Natural language region descriptions:
######

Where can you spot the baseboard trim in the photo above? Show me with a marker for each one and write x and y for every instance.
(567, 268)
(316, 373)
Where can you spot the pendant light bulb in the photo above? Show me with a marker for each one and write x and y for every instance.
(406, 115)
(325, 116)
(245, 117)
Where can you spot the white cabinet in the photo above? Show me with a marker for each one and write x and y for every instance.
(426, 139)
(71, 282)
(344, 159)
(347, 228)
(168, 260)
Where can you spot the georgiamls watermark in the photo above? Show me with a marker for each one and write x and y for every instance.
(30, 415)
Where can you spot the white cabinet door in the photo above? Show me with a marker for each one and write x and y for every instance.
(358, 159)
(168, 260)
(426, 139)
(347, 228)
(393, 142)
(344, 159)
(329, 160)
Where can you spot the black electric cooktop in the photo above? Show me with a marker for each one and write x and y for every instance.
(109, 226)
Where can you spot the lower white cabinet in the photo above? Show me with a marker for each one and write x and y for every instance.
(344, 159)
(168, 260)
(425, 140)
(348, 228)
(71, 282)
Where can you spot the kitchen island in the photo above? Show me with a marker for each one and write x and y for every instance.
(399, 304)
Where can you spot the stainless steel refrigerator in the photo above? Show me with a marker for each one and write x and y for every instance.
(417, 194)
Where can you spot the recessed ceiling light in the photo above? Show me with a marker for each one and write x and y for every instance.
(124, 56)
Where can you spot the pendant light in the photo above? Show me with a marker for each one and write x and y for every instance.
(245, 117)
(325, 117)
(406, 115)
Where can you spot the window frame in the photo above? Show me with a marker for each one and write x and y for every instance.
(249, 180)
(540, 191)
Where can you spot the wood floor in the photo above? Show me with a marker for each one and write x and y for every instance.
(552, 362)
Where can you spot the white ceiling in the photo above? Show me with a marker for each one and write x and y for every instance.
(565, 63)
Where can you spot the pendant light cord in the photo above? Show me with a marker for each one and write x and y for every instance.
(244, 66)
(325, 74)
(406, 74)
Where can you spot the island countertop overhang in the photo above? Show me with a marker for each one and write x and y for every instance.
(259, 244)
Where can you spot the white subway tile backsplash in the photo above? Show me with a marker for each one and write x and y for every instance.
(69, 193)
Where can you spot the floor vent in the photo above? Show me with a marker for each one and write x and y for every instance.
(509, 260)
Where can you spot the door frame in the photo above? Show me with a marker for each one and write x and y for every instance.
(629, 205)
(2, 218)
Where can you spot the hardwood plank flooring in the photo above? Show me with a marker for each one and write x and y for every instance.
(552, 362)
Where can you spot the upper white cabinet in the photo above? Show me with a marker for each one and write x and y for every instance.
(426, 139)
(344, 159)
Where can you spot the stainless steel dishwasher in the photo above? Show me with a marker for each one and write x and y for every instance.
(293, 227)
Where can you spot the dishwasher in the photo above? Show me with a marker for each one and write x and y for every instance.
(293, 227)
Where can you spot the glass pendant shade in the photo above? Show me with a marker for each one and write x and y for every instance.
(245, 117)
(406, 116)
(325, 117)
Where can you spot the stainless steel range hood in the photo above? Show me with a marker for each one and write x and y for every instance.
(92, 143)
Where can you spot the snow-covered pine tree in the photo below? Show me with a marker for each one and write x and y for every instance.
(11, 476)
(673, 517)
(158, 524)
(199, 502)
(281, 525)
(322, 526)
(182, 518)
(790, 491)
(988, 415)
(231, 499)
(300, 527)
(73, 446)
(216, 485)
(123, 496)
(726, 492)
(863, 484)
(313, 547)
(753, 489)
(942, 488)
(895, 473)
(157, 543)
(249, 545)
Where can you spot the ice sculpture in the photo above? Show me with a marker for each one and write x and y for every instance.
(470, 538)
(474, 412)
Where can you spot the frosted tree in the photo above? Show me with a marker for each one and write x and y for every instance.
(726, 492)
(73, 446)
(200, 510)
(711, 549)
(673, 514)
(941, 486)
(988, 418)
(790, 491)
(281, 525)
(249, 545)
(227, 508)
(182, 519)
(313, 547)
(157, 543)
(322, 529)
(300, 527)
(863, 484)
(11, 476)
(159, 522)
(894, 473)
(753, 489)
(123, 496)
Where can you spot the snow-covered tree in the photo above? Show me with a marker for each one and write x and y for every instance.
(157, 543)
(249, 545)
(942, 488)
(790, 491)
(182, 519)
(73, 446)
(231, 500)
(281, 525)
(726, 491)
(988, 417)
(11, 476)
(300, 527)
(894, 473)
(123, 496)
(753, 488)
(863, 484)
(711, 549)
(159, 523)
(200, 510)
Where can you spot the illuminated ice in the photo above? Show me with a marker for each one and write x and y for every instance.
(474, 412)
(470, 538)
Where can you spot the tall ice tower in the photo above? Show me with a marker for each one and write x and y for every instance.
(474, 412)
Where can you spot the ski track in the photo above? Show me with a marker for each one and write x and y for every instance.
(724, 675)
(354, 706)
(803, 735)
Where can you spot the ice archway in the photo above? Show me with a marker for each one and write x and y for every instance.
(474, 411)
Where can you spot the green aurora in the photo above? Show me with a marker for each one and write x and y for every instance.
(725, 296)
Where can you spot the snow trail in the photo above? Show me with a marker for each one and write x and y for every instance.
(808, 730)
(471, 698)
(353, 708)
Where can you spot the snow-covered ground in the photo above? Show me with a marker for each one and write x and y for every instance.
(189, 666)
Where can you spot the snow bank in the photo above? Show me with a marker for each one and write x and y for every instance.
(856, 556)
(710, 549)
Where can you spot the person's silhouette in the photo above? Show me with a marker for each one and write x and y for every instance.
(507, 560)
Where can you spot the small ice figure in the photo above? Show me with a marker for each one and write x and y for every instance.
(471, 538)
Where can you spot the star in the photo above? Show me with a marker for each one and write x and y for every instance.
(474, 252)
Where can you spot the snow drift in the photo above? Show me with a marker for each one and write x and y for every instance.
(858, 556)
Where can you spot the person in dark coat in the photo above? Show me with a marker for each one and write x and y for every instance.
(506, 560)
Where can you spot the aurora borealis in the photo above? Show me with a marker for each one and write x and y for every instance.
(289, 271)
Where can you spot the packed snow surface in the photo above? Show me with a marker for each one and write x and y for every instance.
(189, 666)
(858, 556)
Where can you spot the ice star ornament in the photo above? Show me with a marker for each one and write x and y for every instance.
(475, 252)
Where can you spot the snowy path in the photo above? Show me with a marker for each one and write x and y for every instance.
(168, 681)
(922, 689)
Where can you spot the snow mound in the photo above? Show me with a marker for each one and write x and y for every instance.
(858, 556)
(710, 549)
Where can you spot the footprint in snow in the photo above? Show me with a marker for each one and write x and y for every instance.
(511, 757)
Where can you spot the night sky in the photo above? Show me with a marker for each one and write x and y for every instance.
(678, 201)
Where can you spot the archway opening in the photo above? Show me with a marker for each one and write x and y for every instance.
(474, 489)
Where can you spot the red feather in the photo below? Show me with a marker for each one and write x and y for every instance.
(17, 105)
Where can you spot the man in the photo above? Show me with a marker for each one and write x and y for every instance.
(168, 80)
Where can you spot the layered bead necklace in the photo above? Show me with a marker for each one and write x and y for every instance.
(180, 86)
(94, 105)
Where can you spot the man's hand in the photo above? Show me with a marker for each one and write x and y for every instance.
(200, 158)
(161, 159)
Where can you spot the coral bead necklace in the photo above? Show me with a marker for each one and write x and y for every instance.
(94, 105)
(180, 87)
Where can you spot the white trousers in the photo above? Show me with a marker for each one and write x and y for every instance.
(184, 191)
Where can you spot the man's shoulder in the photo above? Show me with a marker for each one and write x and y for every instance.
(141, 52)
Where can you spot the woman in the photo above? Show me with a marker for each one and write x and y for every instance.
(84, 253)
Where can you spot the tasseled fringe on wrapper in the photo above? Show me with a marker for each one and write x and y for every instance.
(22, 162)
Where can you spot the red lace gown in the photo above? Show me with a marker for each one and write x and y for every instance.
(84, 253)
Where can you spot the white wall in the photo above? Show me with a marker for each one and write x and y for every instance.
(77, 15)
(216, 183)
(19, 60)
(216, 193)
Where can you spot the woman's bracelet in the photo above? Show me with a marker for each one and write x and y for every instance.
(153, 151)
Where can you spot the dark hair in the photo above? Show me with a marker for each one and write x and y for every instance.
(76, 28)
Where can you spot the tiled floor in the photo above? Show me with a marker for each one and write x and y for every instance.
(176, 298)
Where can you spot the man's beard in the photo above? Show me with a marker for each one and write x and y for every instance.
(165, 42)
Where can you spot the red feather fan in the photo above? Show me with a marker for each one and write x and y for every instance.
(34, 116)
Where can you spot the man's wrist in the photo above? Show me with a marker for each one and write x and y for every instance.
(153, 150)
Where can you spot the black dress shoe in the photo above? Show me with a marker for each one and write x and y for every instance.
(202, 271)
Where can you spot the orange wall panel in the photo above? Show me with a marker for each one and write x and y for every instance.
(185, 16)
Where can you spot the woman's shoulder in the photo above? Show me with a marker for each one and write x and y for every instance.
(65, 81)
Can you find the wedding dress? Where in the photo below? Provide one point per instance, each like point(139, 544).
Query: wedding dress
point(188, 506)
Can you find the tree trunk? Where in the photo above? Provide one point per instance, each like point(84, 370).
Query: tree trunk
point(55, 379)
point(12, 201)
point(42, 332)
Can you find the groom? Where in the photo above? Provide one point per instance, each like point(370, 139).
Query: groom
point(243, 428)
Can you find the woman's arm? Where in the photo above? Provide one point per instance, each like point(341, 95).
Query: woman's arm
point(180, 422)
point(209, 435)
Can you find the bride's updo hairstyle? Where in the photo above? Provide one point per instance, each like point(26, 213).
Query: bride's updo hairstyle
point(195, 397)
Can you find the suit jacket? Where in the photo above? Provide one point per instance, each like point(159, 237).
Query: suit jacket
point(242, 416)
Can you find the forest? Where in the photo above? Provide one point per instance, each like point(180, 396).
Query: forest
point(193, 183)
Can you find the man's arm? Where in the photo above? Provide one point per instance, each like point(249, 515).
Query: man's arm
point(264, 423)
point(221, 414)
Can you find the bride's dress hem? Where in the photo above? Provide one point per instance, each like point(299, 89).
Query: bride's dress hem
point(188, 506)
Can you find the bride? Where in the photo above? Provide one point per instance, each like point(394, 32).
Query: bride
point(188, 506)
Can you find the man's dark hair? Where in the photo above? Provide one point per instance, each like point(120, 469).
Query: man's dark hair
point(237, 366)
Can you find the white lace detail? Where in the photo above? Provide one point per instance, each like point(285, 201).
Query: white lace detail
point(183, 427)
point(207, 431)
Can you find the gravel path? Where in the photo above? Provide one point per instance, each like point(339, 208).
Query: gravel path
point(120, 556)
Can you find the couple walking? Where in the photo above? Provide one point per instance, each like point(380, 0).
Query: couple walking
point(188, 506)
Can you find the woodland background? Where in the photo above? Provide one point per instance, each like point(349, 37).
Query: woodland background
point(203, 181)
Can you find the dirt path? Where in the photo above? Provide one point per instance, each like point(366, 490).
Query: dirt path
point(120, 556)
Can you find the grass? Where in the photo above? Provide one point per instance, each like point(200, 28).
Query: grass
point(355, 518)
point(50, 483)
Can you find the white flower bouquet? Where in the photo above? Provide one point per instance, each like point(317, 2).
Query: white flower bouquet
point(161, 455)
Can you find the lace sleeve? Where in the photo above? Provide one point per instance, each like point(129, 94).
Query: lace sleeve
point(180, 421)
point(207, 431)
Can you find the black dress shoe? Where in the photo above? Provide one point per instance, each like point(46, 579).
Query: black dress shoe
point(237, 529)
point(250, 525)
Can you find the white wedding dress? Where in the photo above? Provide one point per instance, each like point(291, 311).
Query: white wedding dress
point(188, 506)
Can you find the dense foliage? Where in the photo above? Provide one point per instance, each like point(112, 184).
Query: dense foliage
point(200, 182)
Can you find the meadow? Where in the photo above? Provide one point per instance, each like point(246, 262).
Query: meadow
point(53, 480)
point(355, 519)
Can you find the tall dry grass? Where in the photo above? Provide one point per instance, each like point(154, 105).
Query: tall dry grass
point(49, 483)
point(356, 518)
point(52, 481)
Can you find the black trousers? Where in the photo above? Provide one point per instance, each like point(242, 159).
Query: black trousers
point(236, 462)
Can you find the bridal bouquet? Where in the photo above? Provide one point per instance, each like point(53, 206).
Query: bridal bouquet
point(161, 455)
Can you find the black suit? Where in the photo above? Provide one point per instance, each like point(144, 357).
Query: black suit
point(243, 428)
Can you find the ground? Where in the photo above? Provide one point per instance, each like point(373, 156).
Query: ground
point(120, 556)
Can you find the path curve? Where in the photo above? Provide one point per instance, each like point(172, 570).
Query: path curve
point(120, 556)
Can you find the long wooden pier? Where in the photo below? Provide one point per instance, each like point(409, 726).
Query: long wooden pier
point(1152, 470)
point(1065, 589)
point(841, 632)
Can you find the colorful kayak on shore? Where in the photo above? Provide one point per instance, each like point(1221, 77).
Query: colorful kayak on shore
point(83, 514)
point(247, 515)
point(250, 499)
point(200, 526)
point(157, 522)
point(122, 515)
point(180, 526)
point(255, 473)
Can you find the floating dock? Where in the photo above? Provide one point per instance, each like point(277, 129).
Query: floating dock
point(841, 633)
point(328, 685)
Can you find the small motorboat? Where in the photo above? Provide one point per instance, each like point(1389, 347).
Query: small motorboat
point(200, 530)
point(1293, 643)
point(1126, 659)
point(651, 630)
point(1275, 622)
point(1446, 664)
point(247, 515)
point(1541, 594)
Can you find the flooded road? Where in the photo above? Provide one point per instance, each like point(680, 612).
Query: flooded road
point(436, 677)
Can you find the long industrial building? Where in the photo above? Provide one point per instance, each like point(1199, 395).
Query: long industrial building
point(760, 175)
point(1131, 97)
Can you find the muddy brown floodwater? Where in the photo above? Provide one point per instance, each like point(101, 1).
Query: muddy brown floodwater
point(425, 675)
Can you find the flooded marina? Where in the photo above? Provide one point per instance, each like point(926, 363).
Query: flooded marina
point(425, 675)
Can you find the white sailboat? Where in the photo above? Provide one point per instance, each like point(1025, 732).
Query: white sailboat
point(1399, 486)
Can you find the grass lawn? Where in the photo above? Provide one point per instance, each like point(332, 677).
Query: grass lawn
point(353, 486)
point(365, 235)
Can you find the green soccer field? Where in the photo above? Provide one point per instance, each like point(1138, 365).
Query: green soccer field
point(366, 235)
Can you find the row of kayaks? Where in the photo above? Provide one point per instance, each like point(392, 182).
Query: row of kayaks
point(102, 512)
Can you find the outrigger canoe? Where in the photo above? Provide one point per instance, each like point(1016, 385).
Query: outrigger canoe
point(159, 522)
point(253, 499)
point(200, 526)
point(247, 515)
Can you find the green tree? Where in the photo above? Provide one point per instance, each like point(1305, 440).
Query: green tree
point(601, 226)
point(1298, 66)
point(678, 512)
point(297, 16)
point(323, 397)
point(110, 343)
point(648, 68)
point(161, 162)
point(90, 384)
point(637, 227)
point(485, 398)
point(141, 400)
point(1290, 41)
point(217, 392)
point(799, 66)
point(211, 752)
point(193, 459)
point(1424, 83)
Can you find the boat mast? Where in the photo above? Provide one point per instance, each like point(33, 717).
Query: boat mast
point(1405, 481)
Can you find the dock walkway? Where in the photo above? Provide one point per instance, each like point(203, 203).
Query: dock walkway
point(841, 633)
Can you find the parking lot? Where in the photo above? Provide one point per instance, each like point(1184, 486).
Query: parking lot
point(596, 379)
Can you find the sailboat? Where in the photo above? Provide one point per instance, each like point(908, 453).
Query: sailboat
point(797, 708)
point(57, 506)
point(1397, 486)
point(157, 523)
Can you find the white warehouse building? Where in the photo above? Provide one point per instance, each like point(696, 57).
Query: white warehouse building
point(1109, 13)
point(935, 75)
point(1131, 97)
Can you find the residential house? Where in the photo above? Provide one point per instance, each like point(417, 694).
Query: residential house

######

* WORK TO BE COMPLETED: When a line in the data contains "residential", return it as written.

* RESPONSE FOR THIS EXERCISE:
Can you find the residential house? Where in the photo above? Provide one point per instance, each like point(417, 694).
Query: residential house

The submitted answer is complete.